# WORK INSTRUCTIONS
Restate the entire listing word for word.

# RECORDS TO PROCESS
________

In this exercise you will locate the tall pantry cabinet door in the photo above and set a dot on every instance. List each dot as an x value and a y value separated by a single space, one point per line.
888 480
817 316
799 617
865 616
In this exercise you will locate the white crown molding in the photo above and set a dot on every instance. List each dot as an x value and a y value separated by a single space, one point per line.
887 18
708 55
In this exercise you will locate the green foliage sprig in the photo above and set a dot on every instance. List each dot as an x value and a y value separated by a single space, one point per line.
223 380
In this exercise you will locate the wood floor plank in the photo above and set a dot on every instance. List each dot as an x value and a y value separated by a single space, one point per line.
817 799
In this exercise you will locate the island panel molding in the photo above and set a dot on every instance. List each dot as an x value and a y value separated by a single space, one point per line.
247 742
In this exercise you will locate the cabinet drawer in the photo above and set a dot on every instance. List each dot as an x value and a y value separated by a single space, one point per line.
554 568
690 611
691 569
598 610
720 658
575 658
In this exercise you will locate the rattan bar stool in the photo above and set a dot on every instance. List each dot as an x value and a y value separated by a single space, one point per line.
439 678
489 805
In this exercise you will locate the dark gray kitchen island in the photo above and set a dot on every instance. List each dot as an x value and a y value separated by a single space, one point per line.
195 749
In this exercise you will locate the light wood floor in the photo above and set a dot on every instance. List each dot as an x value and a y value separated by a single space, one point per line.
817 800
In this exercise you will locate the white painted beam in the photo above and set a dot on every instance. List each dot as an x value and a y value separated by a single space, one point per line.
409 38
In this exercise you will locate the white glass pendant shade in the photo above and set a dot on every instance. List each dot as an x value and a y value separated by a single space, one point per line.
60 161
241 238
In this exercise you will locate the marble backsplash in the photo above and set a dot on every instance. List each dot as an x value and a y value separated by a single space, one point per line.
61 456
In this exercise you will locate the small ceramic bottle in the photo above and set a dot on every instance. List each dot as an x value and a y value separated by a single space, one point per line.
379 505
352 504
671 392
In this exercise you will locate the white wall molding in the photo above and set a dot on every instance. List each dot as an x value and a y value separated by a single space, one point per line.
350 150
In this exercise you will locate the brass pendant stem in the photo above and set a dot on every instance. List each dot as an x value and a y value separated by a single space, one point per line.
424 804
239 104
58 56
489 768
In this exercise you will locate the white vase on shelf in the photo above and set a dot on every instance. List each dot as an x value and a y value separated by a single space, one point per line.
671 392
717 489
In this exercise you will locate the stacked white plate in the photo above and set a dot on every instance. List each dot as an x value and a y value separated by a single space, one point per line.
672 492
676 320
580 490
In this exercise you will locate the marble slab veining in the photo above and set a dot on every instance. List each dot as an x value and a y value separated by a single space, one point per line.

________

# ANSWER TO THE PROBLEM
In this exercise you will locate the tall pantry cabinet door in the photo above and set a dot on every instance. List each dot as an x value and a y value separated by a single space, one point per line.
888 480
817 316
799 617
865 616
In this exercise you will locate the white crown molding in the photo above and set a dot on every instance. List each dot as an x value and a y value separated by a single space, one point per line.
887 18
708 55
In this exercise you will locate the green foliage sprig in the photo above and set a dot on every instance. List each dot as an x value and a y value separated by a single space, one point per line.
223 380
In this exercise you will locate the wood floor plank in the photo above and set a dot on every instance. List each dot as an x value and a y value separated by a single space, one point per line.
817 799
In this exercise you will locate the island panel molding in the photo above and set a dot on every instance. List each dot as an x value and a y value separated by a single space, one point per line.
247 742
In this exercise you will locate the cabinet drawer in the photo above and set a dot on every instance. List each dot as an x value and a y value separated by a single space, one point per line.
554 568
690 611
691 569
598 610
720 658
575 658
In this exercise you will locate the rattan bar stool in the photo above and set a dot on every instance. List each dot as an x value and a y value separated by a single space, one point per line.
439 678
489 805
In this exercise you will locate the dark gray kitchen island in the photo above and set a dot on every instance. List each dot as an x value and a y value separated by a single space, one point per line.
195 749
In this exercise you will locate the light wood floor in the photo above and set a dot on every instance. List each dot as an x value and a y value separated by a single space, one point per line.
817 800
In this exercise you will locate the white painted beam in the photo above and set a dot on every instance. List each dot as an x value and a y value separated by a single space, one point per line.
409 38
In this exercise you will locate the white glass pendant shade in the photo above and set a dot on every instance. List each dot as an x value and a y value separated by a single space, one point per line.
60 161
241 238
In this exercise you will locate the marble backsplash in the photo above and set a dot on every instance. List each dot as an x value and a y value separated by a single space, one point per line.
61 456
In this exercise you will locate the small ceramic bottle in the photo above and set a dot on every instance. List each dot as an x value and a y value separated by a single space, one point per line.
379 505
352 504
671 392
In this exercise you will locate the white wall molding in the photo above and set a dot on every instance. List each dot as an x value and a y value separated by a single space, one point per line.
350 150
In this exercise you will locate the brass pendant stem in the photo above and set a dot on every instance. List each dot as an x value and a y value separated by a single space, one point per line.
424 804
239 104
58 56
489 768
In this exercise you will locate the white vase on shelf in the photo above and set a dot on every instance. List each dot as an x value and a y value separated by a single space, one point per line.
671 392
717 489
In this exercise you will locate the stacked white plate in the photo above and set a dot on every instance. List each dot as an x value and a y value separated by a single space, one point per line.
672 492
676 320
580 490
In this exercise you will locate the marble slab veining in the photo above and set a dot on every instance. List each dot as an x value and a y value separated by a single space, one point per line.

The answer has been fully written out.